WHAT IS EXPECTED: Return the line containing "Place one point per instance of the zipper." and all lines after it exactly; stop at the end of the material.

════

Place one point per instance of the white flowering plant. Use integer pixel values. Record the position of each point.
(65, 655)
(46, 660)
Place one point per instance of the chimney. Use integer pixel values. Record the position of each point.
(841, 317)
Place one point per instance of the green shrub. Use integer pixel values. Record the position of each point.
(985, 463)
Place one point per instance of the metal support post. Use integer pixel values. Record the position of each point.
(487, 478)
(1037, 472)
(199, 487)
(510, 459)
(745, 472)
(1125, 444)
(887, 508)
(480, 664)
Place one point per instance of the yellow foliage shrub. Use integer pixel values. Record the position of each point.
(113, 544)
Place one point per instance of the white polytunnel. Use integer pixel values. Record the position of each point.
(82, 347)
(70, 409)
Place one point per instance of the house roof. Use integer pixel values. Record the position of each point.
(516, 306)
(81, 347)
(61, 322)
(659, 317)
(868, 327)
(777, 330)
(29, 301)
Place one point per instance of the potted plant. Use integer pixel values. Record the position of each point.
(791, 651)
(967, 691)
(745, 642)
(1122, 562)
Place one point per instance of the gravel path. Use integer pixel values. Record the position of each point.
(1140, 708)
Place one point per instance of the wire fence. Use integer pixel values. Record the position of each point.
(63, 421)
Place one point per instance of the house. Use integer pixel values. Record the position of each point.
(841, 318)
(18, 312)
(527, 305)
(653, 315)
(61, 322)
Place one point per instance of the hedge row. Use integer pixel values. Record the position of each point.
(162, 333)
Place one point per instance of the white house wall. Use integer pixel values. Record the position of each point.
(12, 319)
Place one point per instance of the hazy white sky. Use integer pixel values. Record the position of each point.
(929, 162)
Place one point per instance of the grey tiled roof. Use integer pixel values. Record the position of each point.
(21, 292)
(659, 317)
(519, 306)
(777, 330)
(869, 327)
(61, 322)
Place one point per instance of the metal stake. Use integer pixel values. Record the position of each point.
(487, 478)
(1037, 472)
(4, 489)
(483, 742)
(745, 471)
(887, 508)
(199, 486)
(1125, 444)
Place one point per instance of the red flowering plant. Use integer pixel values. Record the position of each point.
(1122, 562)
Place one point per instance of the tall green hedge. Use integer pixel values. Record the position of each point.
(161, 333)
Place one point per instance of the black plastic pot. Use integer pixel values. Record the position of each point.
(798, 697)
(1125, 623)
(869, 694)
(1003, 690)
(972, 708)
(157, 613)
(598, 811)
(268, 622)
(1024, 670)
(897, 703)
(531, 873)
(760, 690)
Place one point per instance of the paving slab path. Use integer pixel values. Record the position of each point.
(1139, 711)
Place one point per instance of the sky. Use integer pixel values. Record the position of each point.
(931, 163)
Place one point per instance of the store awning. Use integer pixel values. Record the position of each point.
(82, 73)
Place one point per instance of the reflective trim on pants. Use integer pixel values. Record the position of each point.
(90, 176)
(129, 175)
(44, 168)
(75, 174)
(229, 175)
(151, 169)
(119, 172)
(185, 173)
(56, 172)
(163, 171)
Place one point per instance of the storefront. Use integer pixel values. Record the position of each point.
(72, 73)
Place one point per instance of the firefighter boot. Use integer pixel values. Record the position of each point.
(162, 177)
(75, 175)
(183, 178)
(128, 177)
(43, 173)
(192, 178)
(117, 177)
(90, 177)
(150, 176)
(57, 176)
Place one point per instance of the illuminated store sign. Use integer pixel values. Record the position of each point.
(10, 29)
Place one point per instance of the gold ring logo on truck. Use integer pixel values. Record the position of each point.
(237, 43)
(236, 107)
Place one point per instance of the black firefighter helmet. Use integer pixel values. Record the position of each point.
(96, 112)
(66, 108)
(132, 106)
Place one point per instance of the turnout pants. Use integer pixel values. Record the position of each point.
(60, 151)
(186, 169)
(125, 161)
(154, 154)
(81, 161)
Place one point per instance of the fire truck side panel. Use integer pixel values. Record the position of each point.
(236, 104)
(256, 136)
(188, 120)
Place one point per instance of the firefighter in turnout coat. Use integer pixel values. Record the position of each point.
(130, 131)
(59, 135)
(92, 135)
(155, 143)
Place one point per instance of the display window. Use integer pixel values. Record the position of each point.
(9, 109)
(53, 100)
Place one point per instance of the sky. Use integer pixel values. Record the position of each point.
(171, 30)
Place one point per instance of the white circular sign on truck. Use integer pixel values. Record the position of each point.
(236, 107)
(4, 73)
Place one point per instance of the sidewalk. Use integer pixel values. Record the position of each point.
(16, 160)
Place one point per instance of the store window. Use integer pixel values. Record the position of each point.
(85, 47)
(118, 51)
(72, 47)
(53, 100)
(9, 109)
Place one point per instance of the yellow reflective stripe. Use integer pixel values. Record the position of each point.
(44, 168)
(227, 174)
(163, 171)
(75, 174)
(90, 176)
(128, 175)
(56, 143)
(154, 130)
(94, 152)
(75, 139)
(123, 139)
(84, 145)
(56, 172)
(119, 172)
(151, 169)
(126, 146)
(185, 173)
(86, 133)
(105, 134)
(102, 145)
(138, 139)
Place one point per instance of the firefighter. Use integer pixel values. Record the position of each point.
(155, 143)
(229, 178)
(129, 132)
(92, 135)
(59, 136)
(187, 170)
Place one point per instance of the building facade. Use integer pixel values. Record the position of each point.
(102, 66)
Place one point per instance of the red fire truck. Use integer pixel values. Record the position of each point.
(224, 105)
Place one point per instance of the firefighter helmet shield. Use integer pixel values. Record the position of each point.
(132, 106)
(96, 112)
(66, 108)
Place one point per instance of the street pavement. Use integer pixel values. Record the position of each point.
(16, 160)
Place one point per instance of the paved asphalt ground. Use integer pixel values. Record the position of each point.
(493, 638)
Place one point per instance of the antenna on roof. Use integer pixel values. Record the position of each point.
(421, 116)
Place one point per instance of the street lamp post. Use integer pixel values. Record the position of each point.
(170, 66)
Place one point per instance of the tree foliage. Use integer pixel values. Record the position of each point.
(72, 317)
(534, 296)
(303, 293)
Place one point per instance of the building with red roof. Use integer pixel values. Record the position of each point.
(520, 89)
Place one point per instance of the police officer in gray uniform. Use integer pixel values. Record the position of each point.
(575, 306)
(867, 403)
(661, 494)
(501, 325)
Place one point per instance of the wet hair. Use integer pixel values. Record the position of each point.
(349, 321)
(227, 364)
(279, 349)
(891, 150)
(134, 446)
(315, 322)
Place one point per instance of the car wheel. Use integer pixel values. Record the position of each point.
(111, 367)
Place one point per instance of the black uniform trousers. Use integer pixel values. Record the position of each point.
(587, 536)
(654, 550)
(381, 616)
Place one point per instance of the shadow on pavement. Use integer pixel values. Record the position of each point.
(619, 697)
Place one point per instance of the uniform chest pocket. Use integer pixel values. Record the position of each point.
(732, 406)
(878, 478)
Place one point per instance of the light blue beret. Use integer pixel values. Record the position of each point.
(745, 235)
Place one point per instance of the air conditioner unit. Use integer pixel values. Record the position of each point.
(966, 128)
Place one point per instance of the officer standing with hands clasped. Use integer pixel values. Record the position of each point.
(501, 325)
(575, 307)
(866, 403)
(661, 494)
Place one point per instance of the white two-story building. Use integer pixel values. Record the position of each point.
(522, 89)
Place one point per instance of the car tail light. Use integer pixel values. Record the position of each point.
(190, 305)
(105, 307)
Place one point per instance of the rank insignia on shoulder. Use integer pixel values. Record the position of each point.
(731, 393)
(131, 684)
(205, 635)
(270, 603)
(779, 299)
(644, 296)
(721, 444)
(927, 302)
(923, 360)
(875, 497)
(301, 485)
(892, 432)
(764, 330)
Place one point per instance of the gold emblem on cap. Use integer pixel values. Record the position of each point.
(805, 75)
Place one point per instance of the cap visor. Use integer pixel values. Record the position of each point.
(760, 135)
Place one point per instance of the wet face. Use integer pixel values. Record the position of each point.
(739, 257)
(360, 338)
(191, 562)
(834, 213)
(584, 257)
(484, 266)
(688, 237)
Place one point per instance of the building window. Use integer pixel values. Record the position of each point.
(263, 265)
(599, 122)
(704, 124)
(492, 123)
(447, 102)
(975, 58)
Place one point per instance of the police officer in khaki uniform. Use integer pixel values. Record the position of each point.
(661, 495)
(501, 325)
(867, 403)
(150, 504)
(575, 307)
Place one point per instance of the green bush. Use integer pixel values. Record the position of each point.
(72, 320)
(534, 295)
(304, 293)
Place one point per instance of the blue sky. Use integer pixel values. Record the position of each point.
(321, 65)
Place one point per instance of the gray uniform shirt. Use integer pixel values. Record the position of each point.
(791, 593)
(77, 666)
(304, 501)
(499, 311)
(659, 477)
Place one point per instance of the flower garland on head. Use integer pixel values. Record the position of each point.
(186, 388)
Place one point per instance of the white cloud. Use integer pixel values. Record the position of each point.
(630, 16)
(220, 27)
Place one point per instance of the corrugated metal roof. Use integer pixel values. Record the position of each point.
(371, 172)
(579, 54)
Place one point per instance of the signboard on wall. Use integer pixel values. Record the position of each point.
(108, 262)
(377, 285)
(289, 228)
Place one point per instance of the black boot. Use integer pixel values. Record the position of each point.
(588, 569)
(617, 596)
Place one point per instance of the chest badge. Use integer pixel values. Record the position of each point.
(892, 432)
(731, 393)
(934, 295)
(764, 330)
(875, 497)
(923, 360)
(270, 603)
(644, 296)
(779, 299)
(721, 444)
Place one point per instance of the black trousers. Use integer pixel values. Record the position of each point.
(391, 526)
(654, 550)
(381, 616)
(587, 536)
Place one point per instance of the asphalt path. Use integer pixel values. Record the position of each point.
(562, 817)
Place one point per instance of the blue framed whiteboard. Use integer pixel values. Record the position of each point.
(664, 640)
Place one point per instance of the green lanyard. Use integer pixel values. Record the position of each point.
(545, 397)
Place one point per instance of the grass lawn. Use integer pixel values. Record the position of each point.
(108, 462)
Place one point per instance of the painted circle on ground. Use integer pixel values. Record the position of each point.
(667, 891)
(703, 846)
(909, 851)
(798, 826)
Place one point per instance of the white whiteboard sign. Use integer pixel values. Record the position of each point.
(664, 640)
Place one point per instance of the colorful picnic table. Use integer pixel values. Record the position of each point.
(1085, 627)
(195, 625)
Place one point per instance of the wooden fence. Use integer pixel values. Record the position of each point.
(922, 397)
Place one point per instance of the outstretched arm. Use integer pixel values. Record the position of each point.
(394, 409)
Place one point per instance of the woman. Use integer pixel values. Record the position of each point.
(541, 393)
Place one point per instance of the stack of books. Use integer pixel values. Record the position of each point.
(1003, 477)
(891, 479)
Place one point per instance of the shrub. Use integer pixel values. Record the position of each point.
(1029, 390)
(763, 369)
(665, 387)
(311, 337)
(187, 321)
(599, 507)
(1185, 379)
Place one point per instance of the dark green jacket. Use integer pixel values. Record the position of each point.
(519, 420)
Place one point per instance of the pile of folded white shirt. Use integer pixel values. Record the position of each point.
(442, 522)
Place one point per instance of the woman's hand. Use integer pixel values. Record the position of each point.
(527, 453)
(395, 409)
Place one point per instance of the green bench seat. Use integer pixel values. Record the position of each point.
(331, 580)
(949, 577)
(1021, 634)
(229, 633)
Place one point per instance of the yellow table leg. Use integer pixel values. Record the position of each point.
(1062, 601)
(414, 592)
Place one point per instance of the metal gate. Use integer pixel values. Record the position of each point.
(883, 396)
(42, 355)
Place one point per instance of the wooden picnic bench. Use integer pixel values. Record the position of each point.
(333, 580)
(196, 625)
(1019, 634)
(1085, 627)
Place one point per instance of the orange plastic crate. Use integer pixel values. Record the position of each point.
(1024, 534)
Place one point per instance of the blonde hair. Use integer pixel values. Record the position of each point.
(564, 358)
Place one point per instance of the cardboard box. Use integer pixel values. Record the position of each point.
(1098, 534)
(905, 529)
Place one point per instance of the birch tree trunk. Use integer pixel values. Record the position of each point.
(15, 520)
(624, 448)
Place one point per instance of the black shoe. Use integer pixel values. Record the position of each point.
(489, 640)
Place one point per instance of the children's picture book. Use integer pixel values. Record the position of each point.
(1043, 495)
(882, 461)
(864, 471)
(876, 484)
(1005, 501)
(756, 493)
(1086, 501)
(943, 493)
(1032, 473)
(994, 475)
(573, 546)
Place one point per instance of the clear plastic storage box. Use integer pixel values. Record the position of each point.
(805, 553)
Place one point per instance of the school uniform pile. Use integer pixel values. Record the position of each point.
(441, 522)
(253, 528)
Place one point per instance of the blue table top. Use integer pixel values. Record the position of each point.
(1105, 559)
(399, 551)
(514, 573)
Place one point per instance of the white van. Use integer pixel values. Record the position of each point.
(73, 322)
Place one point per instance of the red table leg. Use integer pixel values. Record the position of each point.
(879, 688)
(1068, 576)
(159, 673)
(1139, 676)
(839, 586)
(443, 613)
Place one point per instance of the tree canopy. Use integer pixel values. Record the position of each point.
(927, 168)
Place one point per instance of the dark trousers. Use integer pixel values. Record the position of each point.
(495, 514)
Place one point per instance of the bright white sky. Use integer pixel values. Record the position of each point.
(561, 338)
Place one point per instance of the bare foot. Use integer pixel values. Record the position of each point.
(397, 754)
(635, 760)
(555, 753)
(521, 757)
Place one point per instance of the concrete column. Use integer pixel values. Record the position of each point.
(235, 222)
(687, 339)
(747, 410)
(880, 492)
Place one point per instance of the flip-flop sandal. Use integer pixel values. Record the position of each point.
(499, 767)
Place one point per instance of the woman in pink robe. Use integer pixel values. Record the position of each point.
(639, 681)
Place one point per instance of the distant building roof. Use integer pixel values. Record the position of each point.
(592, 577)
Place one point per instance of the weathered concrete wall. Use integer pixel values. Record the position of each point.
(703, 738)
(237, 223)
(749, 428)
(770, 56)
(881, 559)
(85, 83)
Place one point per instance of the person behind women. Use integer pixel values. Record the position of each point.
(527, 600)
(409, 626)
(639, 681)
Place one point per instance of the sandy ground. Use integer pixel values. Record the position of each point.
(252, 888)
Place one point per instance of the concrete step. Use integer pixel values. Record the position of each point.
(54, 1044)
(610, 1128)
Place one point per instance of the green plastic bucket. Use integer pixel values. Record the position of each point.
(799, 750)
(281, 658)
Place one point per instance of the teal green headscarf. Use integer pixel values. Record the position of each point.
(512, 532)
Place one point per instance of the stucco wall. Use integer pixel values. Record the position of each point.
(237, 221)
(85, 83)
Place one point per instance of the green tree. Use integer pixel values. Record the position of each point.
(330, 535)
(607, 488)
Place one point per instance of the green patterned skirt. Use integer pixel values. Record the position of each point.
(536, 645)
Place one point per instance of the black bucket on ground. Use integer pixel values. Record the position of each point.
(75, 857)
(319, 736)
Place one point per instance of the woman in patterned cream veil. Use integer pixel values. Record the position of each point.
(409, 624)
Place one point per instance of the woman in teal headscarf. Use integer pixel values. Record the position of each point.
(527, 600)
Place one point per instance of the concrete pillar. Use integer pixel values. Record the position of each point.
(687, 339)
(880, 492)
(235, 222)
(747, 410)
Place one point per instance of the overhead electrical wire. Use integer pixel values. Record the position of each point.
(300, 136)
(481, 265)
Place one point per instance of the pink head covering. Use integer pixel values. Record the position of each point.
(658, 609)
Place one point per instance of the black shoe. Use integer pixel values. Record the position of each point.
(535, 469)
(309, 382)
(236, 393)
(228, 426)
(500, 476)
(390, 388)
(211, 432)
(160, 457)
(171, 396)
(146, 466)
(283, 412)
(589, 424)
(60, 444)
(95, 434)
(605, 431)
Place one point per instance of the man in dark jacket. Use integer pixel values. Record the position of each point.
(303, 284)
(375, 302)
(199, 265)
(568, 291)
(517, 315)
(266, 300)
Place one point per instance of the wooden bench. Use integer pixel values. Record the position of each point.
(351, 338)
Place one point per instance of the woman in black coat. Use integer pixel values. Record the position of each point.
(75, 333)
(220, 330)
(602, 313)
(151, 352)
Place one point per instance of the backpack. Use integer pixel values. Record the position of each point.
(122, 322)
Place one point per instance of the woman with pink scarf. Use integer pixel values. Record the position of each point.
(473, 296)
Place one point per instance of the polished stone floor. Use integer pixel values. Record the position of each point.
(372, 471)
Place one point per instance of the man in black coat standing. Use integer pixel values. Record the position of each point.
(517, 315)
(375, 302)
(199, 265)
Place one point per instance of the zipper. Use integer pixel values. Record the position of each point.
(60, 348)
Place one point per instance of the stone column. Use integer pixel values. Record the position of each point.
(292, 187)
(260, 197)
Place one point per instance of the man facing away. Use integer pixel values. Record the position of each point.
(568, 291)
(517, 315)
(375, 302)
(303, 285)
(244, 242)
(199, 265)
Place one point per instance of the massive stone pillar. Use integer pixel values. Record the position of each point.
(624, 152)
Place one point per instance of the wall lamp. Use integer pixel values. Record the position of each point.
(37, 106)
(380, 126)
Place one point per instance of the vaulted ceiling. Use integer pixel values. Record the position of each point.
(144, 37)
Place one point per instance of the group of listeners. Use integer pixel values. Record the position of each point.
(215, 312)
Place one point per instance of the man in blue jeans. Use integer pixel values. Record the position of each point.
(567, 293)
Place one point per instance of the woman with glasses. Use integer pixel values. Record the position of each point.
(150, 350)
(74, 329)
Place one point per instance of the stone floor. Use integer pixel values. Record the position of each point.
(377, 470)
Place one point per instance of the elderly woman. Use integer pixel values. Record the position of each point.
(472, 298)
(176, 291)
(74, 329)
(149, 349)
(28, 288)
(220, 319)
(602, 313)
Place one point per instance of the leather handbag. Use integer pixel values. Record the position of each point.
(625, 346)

════

TASK ANSWER:
Place one point per instance of the zipper. Use integer pixel values. Record the position of each point.
(60, 348)
Place one point per instance of the stone column. Use integer pixel values. Record the position of each point.
(292, 187)
(260, 197)
Place one point per instance of the man facing away. Use integer pixel values. Record the position of each point.
(568, 291)
(517, 315)
(375, 302)
(303, 285)
(244, 242)
(199, 265)
Place one point per instance of the massive stone pillar. Use integer pixel values. Record the position of each point.
(624, 152)
Place one point per instance of the wall lamp. Use integer pixel values. Record the position of each point.
(37, 106)
(380, 126)
Place one point per instance of the vaulted ceiling. Use integer pixel values. Record the position of each point.
(144, 37)
Place one point per instance of the group of listeners. Use integer pixel values. Record the position of each point.
(215, 312)
Place one point per instance of the man in blue jeans. Use integer pixel values. Record the position of each point.
(567, 293)
Place one point per instance of the woman with glasses. Use integer pixel values. Record the position of each point.
(150, 350)
(74, 329)
Place one point per instance of the stone floor. Use integer pixel values. Record the position of each point.
(377, 470)
Place one point per instance of the elderly woman. Use integer pixel values. Record the position of each point.
(472, 298)
(176, 291)
(74, 329)
(149, 349)
(28, 288)
(220, 319)
(602, 313)
Place one point per instance of the leather handbag. Use integer pixel values. Record the position of each point.
(625, 346)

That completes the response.